_Directions for this task_: Copy out the records from the line containing "the tree, which" through the line containing "[(70, 251), (42, 138), (211, 215)]", swapping "innermost point" for "center point" and leaving all else unchanged.

Dataset records
--- Start ---
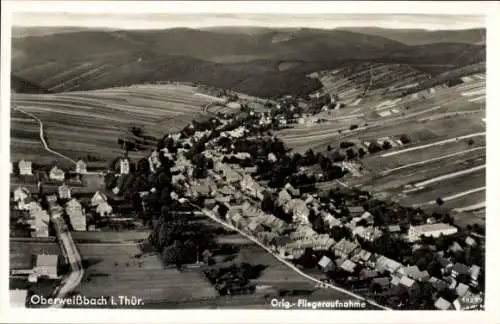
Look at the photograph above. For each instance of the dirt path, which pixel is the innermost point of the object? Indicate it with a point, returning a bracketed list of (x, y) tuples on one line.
[(42, 138)]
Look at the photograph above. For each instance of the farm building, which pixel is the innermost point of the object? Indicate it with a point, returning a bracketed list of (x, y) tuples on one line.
[(98, 199), (432, 230), (104, 209), (21, 194), (56, 174), (25, 167), (64, 191), (81, 167), (325, 264)]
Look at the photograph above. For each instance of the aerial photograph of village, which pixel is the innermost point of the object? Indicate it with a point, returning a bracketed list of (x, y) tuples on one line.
[(247, 161)]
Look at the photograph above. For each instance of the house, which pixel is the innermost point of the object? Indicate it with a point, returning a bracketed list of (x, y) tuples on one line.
[(32, 207), (104, 209), (21, 194), (344, 248), (438, 284), (300, 211), (76, 215), (367, 233), (470, 241), (46, 266), (383, 263), (462, 289), (271, 157), (394, 229), (395, 280), (474, 274), (251, 187), (98, 199), (294, 192), (361, 257), (368, 274), (348, 266), (430, 230), (25, 167), (326, 264), (409, 284), (355, 211), (51, 199), (284, 197), (64, 191), (329, 220), (18, 298), (455, 247), (446, 264), (442, 304), (124, 166), (255, 226), (56, 174), (384, 282), (414, 273), (81, 167), (459, 268), (368, 217)]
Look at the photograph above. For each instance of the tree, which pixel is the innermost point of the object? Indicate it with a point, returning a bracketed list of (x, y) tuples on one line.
[(404, 139), (386, 145)]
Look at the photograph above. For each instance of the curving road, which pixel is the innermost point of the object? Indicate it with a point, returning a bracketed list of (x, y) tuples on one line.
[(70, 251), (42, 138), (211, 215)]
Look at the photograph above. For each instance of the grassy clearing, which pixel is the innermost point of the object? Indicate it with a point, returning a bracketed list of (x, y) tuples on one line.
[(79, 124), (116, 269)]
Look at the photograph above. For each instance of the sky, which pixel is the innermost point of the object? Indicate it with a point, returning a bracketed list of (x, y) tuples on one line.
[(193, 20)]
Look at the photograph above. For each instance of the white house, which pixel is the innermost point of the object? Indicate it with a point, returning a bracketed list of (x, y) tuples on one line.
[(430, 230), (46, 265), (326, 263), (56, 174), (81, 167), (64, 191), (73, 207), (20, 194), (98, 199), (104, 209), (124, 166), (76, 215), (25, 167)]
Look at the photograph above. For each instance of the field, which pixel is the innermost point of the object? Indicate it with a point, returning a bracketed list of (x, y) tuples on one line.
[(116, 269), (88, 124)]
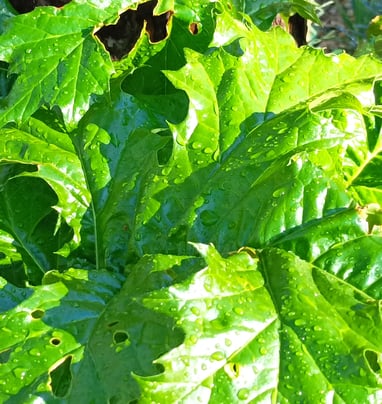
--- End ---
_Exercise result_:
Look at the photograph above. For each instance of the tree, which pixel is the center point of the object? Indicate it with a point, returning a bracketed list of (x, y) tuples on one line.
[(404, 139), (386, 145)]
Look at the photograph above. For each instance of the curving road, which pixel is the center point of the object? Indicate it with a point, returning a bracketed list of (x, y) tuples on one line.
[(70, 251), (42, 138), (211, 215)]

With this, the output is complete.